**AUFGABEN**
1. Prüfe anhand des Artikels über Merz' Besuch bei Trump, ob diese Aussagen zutreffen: (a) Das Treffen ist für 11 Uhr Ortszeit in Washington angesetzt. (b) Merz wird im Weißen Haus selbst untergebracht. (c) Scholz wurde 2022 ebenfalls im Blair House untergebracht. Antworte jeweils mit Ja oder Nein und zitiere die entscheidenden Worte des Artikels wörtlich.
2. Erkläre mit Hilfe des Artikels über Merz' Besuch bei Trump in ein bis drei Sätzen, warum man das Treffen in Deutschland erst ab 17 Uhr verfolgen kann.
3. Führe den Artikel über Merz' Besuch bei Trump im Anschluss an seinen letzten Satz weiter.

**TEXTAUSZUG**
--------------------

Merz bei Trump: Schon nach Sekunden droht dem Kanzler der erste Macht-Trick
Friedrich Merz trifft US-Präsident Trump im Weißen Haus. Für den Kanzler könnte der Besuch zum Drahtseilakt werden. Schon beim Handshake ist Vorsicht geboten.
Washington, D.C. – Es ist soweit: Am Donnerstag wird Bundeskanzler Friedrich Merz (CDU) erstmals mit US-Präsident Donald Trump im Weißen Haus zusammen kommen. Angesetzt ist das Treffen der beiden Staatschefs für 11 Uhr US-amerikanischer Ortszeit, durch die sechsstündige Zeitverschiebung kann es in Deutschland ab 17 Uhr (Ortszeit) verfolgt werden. Erwartet wird die erste Begegnung Merz’ und Trumps im Oval Office mit Spannung. Immer noch frisch dürften vielen die Bilder des Besuchs von Wolodymyr Selenskyj im Weißen Haus Ende Februar in Erinnerung sein, bei dem es zu einem Eklat kam. Derartiges gilt es für Merz nun unbedingt zu vermeiden. Aber wie?
Köpersprache und Tonfall werden bei Merz’ Empfang im Weißen Haus entscheidend sein
Am frühen Donnerstagmorgen um 0.51 Uhr (US-Ortszeit) traf Bundeskanzler Merz mit dem Luftwaffen-Airbus Konrad Adenauer in Washington, D.C. ein. Als gutes Omen für das Treffen mit Trump könnte die Einladung des Republikaners verstanden werden, Merz im Blair House unterzubringen, dem Gästehaus des Präsidenten, das direkt neben dem Weißen Haus liegt. Ex-Bundeskanzler Olaf Scholz (SPD) wurde diese Ehre bei seinem Besuch im Oval Office 2022 nicht zuteil.

--------------------

**VORLIEGENDE DATEN**

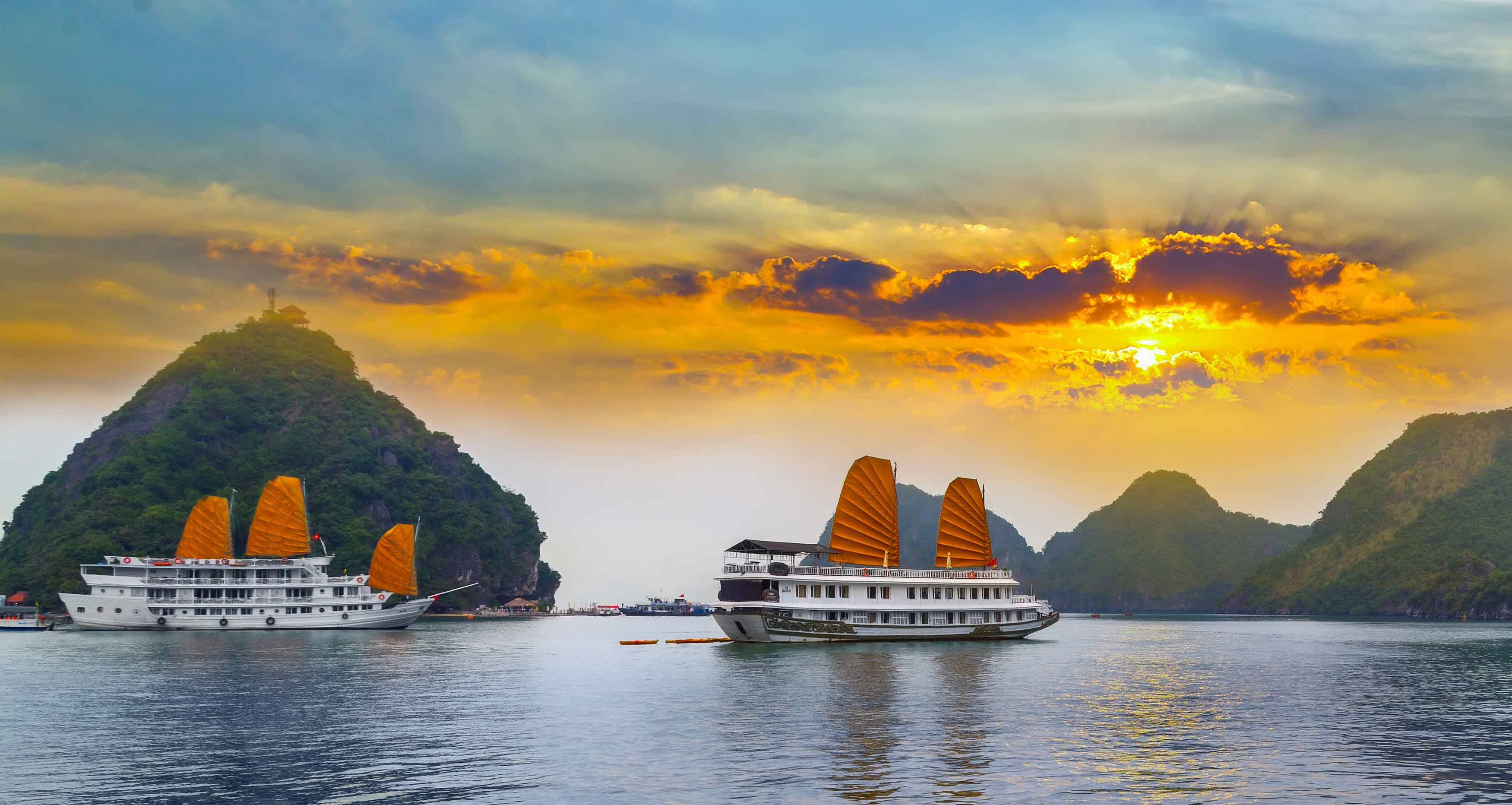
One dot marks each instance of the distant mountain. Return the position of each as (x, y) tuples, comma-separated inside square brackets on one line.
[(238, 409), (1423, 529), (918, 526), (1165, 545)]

--------------------

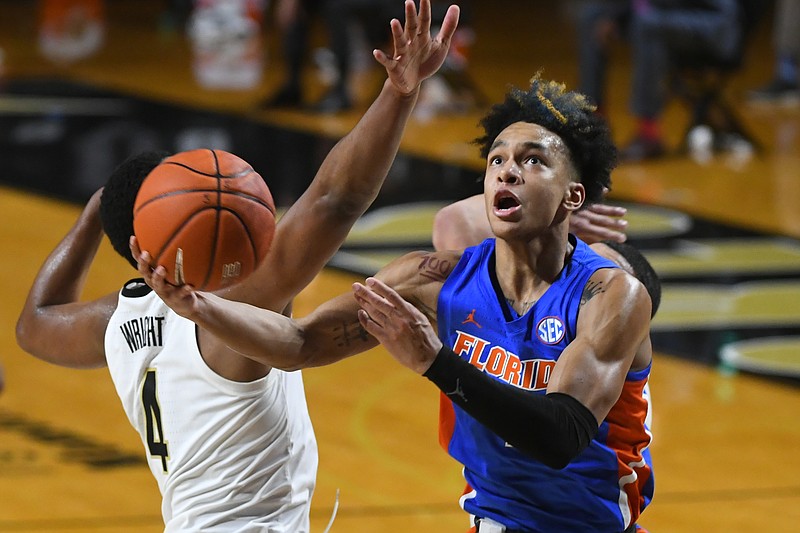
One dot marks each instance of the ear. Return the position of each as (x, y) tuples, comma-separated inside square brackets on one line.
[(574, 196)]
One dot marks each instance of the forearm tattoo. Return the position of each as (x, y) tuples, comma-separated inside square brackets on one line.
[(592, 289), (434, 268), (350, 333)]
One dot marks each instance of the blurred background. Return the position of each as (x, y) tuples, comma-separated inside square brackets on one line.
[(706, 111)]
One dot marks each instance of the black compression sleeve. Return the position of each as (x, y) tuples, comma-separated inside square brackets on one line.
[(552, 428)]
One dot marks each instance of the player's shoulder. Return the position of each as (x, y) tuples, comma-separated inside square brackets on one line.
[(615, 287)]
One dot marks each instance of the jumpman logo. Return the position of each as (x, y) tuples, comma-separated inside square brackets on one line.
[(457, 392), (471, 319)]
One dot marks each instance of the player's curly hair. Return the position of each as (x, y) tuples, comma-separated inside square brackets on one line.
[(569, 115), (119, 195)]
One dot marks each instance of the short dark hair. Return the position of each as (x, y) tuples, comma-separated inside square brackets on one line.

--------------------

**LÖSUNGEN**
1.
(a) Ja: „Angesetzt ist das Treffen der beiden Staatschefs für 11 Uhr US-amerikanischer Ortszeit“
(b) Nein: „Merz im Blair House unterzubringen, dem Gästehaus des Präsidenten, das direkt neben dem Weißen Haus liegt“
(c) Nein: „Ex-Bundeskanzler Olaf Scholz (SPD) wurde diese Ehre bei seinem Besuch im Oval Office 2022 nicht zuteil.“

2. Das Treffen beginnt um 11 Uhr US-amerikanischer Ortszeit. Wegen der sechsstündigen Zeitverschiebung entspricht das 17 Uhr deutscher Zeit.

3.
Dennoch wird Merz bestens wissen, nicht blindlings auf die Gunst des Republikaners zu vertrauen. Denn neben Themen wie dem Ukraine-Krieg und dem Konflikt in Gaza, Trumps aggressiver Zollpolitik und der Rolle der USA in der Nato, wird die Begegnung der beiden Staatschefs zentrale Akzente des amerikanisch-deutschen Verhältnisses setzten und die Weichen für die nächsten Jahre stellen. Philip Luck vom Zentrum für Strategische und Internationale Studien (CSIS) in Washington geht jedoch davon aus, dass Merz’ Begegnung mit Trump nicht viel Bewegung ins Thema Ukraine-Krieg bringen wird, wie er der Tagesschau verriet.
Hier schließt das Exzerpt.